## Set task
Rewrite the lines between the one holding "Flashcard Front: What region of the image contains the flower" and the one holding "38,102,44,108", inclusive, swapping "street lamp" for "streetlight" and changing nothing else. Return only those lines.

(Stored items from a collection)
▬▬▬

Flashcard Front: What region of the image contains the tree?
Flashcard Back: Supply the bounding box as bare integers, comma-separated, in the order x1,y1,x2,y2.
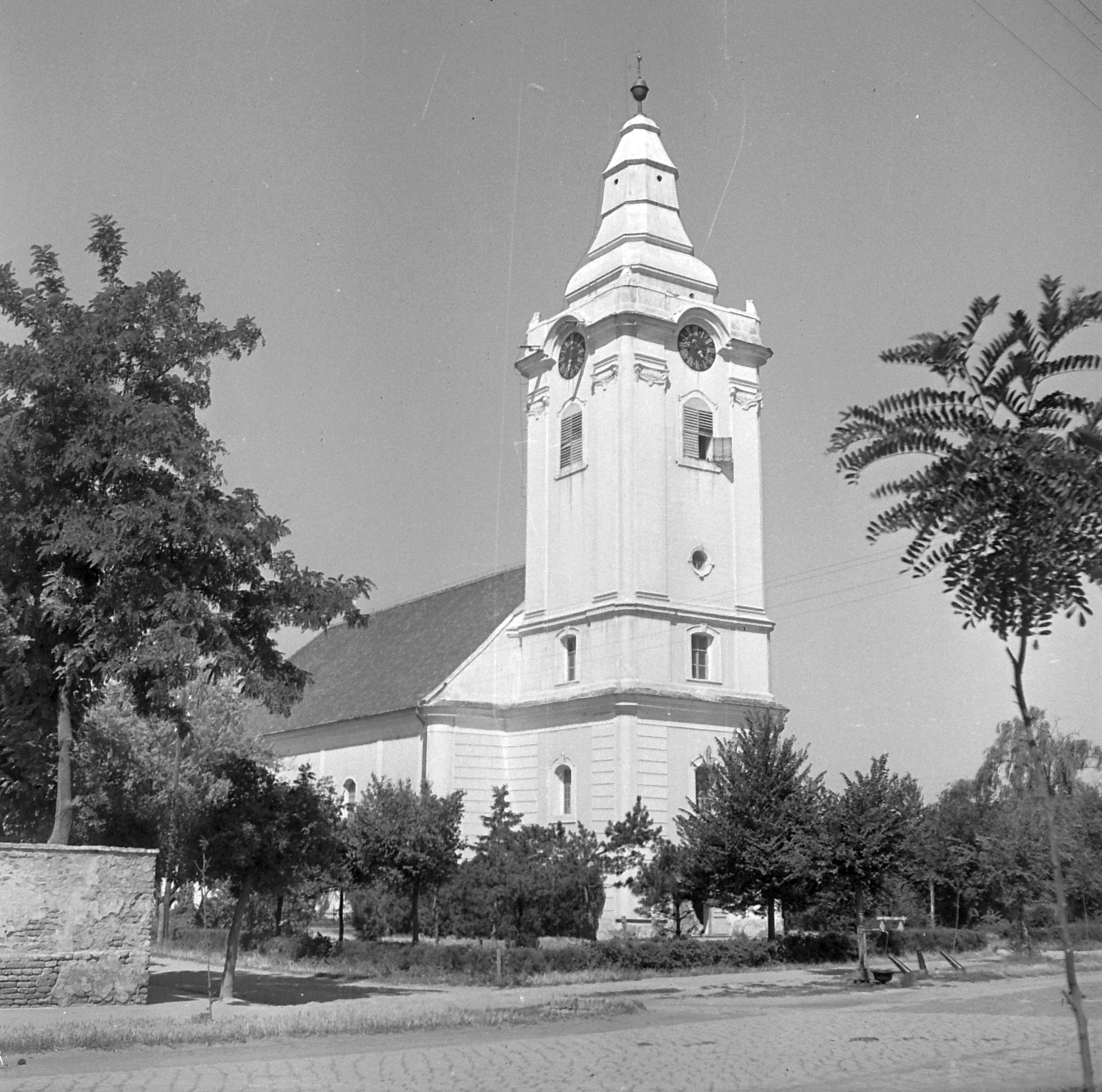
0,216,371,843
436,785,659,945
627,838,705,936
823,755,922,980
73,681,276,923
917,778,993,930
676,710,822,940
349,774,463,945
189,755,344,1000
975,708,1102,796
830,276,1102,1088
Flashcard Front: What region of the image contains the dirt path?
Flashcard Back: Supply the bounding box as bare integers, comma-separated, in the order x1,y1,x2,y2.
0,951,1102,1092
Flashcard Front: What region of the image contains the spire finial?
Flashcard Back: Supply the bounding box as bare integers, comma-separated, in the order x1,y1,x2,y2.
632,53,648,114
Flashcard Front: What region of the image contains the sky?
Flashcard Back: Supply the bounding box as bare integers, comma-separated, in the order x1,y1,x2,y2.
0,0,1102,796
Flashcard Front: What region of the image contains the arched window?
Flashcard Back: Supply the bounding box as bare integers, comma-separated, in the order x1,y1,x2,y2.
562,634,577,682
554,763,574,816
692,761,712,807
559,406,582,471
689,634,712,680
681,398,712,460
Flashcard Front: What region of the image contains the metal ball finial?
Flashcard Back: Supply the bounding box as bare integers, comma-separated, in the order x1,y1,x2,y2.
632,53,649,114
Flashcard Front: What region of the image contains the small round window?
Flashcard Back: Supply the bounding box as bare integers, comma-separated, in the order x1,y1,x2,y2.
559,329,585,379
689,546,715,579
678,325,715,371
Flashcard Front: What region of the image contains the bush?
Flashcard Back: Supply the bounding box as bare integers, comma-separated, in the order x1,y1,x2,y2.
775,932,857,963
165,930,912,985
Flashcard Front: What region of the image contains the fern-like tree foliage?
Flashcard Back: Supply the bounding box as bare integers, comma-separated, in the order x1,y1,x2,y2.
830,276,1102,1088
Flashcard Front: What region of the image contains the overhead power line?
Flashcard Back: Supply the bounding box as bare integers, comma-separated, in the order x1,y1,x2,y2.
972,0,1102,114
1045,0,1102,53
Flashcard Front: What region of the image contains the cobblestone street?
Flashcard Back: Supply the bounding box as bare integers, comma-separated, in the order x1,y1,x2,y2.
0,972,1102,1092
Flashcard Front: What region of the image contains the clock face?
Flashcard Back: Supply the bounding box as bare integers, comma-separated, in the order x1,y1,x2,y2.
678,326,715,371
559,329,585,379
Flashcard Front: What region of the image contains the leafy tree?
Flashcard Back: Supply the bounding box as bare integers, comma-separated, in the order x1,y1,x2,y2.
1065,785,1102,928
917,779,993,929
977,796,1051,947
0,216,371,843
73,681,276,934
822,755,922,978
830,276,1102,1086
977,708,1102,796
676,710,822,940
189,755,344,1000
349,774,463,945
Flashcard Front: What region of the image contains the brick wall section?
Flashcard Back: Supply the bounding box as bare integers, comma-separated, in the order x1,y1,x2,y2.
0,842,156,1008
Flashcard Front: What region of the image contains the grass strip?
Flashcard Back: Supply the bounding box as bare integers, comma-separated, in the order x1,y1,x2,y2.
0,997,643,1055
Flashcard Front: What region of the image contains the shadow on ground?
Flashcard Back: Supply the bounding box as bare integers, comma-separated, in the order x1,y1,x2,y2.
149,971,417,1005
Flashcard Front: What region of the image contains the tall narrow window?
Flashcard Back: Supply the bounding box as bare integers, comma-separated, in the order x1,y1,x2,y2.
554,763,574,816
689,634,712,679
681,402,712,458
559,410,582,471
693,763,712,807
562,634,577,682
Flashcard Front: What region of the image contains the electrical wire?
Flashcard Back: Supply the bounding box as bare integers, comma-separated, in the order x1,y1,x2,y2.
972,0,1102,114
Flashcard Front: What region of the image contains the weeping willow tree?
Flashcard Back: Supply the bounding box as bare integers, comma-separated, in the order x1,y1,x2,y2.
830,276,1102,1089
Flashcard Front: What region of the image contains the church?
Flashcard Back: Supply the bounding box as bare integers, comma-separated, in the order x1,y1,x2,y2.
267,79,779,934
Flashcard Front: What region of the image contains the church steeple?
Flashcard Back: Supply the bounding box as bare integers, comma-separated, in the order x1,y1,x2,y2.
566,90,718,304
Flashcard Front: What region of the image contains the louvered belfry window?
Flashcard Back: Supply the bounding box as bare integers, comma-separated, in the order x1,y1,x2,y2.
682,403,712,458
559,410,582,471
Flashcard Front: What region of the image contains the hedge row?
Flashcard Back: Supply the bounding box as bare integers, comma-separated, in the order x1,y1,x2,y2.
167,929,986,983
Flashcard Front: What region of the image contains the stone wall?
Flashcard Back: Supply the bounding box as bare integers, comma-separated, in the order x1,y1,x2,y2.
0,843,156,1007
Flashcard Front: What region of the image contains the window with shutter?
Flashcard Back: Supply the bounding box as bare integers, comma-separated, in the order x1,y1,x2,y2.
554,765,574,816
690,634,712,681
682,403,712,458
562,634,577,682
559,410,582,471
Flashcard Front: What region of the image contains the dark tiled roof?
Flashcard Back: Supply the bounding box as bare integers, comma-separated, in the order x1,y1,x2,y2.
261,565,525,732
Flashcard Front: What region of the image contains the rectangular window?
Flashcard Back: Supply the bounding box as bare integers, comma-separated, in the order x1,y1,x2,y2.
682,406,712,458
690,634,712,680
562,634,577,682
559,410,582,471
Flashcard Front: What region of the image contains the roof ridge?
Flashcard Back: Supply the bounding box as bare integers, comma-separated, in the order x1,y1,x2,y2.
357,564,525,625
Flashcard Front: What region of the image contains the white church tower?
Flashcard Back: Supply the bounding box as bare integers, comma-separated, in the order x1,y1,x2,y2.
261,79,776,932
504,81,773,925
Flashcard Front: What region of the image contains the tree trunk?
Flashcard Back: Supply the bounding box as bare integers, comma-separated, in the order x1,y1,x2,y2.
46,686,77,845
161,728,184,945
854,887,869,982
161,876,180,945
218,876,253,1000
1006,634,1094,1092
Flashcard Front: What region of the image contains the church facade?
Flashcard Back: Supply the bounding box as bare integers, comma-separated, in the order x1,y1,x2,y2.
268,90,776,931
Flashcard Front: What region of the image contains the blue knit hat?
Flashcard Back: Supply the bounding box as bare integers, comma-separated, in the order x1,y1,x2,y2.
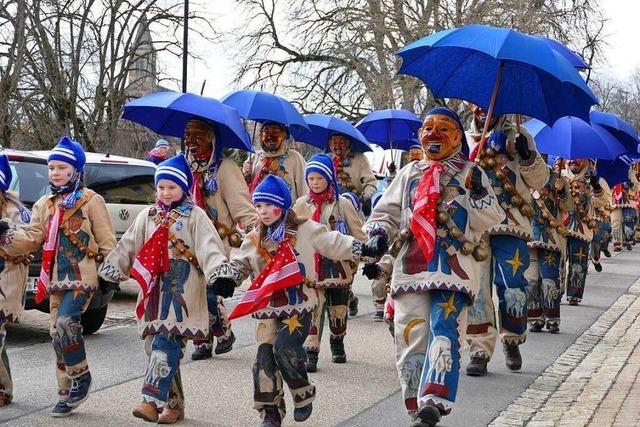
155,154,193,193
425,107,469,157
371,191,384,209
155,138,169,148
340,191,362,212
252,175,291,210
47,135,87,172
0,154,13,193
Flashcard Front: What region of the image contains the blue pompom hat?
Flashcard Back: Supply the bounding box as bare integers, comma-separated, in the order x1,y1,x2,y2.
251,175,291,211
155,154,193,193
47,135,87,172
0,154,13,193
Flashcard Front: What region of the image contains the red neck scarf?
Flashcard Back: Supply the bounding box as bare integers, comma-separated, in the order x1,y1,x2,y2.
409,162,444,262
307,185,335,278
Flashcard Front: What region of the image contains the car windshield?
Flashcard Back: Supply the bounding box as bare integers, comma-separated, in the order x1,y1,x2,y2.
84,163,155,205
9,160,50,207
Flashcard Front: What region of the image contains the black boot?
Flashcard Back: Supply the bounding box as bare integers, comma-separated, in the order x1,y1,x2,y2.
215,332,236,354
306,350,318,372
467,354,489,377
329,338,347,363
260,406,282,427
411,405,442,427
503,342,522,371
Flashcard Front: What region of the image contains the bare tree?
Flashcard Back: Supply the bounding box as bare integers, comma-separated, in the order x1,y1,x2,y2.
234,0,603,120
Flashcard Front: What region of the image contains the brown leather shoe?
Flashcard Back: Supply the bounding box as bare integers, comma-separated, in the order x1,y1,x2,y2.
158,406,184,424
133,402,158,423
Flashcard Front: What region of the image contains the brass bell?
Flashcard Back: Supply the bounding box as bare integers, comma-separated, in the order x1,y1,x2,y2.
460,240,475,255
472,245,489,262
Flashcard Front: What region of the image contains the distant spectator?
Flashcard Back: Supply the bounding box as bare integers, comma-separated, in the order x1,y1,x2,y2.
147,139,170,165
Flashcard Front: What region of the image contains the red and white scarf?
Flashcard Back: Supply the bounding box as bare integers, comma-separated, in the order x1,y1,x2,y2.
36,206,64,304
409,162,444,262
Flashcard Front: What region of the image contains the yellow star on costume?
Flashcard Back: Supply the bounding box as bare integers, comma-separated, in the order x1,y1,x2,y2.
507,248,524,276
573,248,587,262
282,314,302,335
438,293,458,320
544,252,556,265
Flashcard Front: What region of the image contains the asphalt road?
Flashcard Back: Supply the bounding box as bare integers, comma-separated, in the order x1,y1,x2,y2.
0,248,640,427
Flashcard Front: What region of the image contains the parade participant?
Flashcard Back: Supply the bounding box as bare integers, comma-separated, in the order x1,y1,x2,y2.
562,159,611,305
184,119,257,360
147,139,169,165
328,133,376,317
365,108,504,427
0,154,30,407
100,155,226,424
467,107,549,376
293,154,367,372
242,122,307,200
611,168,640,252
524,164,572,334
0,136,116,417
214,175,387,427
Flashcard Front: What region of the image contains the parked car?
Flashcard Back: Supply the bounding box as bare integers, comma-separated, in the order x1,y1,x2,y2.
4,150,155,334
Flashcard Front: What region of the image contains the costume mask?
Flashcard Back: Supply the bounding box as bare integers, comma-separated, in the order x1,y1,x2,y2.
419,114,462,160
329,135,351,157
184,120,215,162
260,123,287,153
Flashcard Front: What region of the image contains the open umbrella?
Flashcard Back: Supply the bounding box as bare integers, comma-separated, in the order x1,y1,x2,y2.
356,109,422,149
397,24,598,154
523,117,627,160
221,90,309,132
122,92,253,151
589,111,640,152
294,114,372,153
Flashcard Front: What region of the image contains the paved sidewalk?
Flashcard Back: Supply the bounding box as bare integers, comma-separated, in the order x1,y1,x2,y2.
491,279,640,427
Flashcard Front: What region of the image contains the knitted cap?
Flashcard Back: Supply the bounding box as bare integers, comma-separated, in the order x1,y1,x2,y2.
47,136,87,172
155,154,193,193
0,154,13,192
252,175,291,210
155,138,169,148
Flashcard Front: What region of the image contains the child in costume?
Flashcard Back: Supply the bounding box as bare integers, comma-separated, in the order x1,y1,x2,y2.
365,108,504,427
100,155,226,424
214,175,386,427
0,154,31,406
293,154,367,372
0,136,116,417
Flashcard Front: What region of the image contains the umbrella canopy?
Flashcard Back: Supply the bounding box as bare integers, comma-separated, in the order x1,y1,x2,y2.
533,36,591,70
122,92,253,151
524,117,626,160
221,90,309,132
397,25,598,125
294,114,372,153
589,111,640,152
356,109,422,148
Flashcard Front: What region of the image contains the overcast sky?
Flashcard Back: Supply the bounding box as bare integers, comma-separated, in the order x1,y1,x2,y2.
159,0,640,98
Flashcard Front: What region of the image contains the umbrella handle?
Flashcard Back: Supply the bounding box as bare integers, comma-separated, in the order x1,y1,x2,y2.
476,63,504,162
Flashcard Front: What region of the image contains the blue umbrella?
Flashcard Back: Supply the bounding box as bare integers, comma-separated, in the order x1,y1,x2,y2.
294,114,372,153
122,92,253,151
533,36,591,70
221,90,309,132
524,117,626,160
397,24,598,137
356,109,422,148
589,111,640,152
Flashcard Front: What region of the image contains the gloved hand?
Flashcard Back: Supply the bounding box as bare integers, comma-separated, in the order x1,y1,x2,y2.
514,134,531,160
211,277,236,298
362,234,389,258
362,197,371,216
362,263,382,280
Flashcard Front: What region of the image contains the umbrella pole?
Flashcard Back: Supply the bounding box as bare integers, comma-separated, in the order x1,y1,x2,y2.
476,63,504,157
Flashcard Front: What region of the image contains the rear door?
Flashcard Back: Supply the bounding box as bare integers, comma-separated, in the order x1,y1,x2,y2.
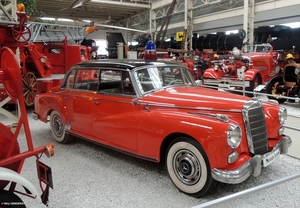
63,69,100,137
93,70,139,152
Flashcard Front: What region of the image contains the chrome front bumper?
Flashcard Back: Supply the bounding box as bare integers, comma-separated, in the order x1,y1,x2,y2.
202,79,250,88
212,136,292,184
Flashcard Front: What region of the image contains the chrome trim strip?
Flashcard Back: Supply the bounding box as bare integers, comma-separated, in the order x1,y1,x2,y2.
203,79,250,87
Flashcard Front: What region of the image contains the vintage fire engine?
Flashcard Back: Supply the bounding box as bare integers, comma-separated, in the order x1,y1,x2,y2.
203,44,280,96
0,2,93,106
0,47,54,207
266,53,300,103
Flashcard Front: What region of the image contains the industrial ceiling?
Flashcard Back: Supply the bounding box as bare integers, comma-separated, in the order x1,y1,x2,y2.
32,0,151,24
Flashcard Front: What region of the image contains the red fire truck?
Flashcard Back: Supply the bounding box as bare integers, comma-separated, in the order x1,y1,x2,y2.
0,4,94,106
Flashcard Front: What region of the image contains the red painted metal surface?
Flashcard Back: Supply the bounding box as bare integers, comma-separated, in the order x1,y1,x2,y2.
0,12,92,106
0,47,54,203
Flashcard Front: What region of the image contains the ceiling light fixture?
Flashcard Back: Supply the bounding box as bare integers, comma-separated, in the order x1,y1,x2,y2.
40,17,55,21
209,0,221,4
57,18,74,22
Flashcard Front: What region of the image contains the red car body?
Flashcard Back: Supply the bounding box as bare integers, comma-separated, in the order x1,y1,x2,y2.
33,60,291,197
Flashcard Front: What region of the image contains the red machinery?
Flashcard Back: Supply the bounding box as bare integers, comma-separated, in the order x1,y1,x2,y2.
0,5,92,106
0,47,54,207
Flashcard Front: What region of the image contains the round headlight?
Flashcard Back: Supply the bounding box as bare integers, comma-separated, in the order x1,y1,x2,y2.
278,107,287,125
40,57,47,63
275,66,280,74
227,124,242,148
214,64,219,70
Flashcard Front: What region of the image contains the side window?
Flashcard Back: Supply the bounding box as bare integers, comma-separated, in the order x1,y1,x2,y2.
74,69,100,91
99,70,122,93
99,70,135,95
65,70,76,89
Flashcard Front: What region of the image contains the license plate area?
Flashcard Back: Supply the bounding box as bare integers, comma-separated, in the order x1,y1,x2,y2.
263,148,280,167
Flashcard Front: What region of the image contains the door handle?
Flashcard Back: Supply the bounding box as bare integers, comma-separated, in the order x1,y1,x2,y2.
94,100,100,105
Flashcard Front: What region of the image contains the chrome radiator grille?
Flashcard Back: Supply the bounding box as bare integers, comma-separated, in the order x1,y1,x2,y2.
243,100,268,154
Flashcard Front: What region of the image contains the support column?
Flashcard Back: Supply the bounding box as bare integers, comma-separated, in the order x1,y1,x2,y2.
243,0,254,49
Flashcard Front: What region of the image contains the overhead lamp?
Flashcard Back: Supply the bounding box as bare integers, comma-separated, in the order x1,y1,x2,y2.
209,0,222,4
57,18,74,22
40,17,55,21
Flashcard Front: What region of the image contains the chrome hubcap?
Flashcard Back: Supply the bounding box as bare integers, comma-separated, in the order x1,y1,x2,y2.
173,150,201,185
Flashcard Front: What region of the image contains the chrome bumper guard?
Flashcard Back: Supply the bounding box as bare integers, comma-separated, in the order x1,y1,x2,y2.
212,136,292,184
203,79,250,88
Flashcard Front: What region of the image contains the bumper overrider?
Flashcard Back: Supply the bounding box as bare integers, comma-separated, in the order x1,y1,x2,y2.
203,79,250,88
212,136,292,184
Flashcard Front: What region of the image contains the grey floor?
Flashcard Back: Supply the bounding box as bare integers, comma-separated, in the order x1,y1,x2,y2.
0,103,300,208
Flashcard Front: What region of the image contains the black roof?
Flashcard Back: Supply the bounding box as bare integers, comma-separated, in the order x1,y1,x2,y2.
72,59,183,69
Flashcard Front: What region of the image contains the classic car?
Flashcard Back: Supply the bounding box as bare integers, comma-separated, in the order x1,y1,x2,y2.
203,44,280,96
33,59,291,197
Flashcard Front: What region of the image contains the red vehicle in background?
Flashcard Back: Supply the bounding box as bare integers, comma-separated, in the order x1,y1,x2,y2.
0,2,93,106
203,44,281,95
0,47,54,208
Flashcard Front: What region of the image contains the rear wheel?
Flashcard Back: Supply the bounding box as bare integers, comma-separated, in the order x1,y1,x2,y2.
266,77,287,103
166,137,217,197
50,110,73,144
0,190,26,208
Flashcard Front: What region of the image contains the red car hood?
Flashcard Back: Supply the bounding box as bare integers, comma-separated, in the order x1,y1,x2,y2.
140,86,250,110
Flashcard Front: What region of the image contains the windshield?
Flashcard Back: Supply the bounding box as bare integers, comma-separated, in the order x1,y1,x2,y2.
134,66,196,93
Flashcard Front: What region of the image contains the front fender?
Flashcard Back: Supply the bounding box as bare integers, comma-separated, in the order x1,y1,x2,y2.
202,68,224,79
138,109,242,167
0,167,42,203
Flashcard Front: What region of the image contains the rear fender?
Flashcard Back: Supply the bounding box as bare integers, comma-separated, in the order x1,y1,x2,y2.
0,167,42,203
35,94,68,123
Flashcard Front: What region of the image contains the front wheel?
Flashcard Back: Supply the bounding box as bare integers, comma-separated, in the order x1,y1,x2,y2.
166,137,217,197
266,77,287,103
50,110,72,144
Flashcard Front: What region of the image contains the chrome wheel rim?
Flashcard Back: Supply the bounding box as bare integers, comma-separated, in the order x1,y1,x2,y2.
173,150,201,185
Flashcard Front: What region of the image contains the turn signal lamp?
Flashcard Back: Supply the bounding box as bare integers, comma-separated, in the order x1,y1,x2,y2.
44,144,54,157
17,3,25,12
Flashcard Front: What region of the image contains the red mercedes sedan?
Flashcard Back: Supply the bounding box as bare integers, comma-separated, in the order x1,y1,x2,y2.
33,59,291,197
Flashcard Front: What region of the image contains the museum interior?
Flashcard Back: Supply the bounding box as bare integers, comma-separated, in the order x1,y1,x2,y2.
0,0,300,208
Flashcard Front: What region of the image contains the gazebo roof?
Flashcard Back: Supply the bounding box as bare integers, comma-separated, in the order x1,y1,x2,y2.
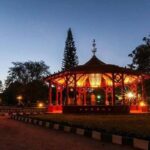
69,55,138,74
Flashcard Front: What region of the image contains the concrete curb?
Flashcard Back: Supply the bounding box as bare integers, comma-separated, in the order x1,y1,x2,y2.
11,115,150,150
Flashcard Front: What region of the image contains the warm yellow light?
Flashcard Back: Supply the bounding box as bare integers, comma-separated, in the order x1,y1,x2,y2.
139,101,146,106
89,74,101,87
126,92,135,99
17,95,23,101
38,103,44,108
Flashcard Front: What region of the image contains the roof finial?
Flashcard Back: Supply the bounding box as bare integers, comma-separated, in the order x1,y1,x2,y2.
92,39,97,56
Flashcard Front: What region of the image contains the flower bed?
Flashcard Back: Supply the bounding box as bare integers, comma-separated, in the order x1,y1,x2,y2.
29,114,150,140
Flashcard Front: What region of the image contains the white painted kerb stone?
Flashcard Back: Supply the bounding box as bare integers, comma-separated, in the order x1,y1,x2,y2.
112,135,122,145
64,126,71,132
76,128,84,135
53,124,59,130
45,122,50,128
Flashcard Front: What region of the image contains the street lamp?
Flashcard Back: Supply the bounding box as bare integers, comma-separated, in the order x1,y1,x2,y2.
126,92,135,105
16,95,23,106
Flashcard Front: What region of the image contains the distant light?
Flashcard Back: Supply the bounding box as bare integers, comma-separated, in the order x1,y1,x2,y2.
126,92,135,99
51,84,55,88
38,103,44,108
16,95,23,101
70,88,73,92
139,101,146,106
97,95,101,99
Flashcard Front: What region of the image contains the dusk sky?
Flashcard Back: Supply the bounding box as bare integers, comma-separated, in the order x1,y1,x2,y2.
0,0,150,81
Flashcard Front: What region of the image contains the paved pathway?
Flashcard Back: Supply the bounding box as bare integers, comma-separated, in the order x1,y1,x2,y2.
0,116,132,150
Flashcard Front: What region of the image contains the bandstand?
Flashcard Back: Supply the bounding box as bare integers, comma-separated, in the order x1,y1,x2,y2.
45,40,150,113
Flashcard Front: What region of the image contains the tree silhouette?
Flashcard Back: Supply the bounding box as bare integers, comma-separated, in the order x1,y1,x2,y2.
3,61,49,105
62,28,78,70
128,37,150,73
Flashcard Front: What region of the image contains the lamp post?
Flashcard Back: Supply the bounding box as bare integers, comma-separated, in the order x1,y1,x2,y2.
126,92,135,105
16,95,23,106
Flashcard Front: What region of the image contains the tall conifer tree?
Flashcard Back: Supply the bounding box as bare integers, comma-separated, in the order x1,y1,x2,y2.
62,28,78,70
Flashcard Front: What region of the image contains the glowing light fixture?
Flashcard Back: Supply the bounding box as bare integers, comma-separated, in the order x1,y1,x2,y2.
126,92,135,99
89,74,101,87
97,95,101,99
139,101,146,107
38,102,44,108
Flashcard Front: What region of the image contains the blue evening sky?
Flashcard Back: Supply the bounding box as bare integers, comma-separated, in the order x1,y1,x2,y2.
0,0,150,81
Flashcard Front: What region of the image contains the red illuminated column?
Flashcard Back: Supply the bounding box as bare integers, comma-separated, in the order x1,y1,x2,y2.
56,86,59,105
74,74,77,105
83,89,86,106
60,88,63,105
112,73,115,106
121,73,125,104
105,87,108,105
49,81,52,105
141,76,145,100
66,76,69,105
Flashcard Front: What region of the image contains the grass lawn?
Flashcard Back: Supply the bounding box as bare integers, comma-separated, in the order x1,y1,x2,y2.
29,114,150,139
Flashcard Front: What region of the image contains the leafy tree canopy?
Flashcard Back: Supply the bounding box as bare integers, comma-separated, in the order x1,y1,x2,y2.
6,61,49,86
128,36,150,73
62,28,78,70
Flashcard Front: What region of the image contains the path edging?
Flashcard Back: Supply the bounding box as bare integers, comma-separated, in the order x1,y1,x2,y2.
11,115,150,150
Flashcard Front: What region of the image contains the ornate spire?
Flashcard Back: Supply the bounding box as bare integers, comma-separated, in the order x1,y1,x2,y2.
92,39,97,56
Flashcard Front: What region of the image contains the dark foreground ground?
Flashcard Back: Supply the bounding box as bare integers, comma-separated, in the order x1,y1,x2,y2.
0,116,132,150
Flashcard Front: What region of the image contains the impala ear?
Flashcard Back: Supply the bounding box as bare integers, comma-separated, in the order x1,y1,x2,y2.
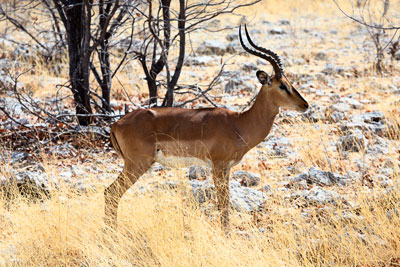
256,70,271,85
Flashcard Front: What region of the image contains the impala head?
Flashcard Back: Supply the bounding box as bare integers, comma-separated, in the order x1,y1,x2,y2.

▬▬▬

## Final result
Flashcard Front: What region of the image contains the flower bed?
Flashcard Back: Supply the bounding box as bare integers, comma-separated, in the order x1,y1,x2,y2.
29,114,150,140
Flashcard Front: What region of the image contains the white painted kerb stone?
Flashcard Back: Supply the bounding box as bare integers, comma-separated, in the order x1,y1,x2,y2.
112,135,122,145
64,126,71,132
76,128,84,135
53,124,59,130
45,122,50,128
Flashcard Front: What region of the image contains the streetlight?
Flashcard Back: Supply the bounding box as bare integers, comma-separated, in the order x1,y1,x2,y2.
126,92,135,105
16,95,23,106
Flashcard Front: What region of the image contains the distant light?
Flashcard Back: Supply the bounding box as bare integers, comma-separated, in the order x1,y1,x2,y2.
126,92,135,99
51,84,55,88
38,103,44,108
16,95,23,101
70,88,73,92
139,101,146,106
97,95,101,99
Flashcard Front: What region of the image contains the dusk sky?
Flashcard Back: Supply the bounding box as bare integers, comma-separated, in the order x1,y1,x2,y2.
0,0,150,81
Flashcard Front: What region of the image contains the paved pathway?
Flashcard Back: Supply the bounding box as bare integers, comma-separated, in the order x1,y1,x2,y2.
0,116,132,150
Flashcard Front: What region of the image contains the bandstand?
Flashcard Back: Supply the bounding box as bare integers, comma-separated, in the order x1,y1,x2,y2.
45,40,150,113
Flashcard Front: What region of the image contains the tree silhouette?
Flashcard Back: Supply the bounding box as bare integers, comma-separated, in the order x1,y1,x2,y2.
3,61,49,105
62,28,78,70
128,37,150,73
Flashcard Front: What region of the image contains the lamp post?
Flashcard Back: Supply the bounding box as bare integers, comma-separated, in the order x1,y1,x2,y2.
126,92,135,105
16,95,23,106
Flashcard Front: What region of the image contains the tall conifer tree?
Flashcard Back: Supply the bounding box as bare integers, comma-separated, in the order x1,y1,x2,y2.
62,28,78,70
Flashcard Front: What region of the image contains the glowing light fixture?
Flashcard Back: Supply the bounding box as bare integers, comma-separated, in the order x1,y1,x2,y2.
126,92,135,99
89,74,101,87
97,95,101,99
139,101,146,107
38,102,44,108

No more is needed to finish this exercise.